[Data provided]
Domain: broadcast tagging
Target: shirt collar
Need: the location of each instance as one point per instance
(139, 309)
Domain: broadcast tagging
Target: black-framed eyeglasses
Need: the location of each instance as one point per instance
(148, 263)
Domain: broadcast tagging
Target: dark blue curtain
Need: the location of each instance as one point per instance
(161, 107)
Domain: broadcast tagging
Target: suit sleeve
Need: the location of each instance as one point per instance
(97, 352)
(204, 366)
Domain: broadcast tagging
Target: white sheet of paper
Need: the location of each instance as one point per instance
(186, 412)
[/Data provided]
[Data provided]
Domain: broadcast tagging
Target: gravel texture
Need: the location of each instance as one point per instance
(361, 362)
[/Data provided]
### Task item
Using the records above, copy every line that has the word "Target" in it.

### Response area
Target: shirt collar
Target: black-framed eyeglasses
Target: dark blue curtain
Target: suit sleeve
Target: white sheet of paper
Target: gravel texture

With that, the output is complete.